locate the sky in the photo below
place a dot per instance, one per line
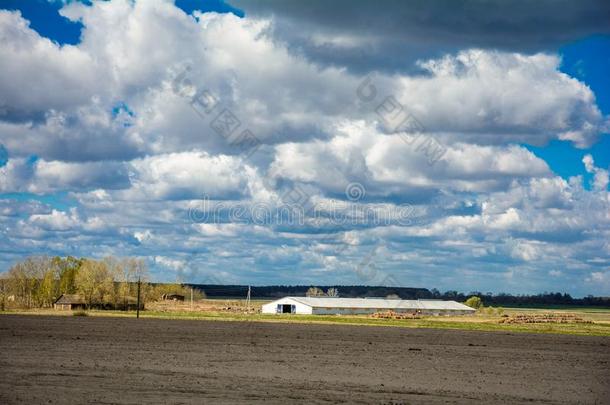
(450, 145)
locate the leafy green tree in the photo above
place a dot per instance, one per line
══════
WHAT YOU ARE ASKED TO DO:
Please lay out every line from the one containing "locate the leafy" through the end of the items, both ends included, as a JSON list of strings with one string per line and blank lines omitted.

ANSWER BELOW:
[
  "locate the leafy green tree in the photo above",
  "place a dot per instance, one per line"
]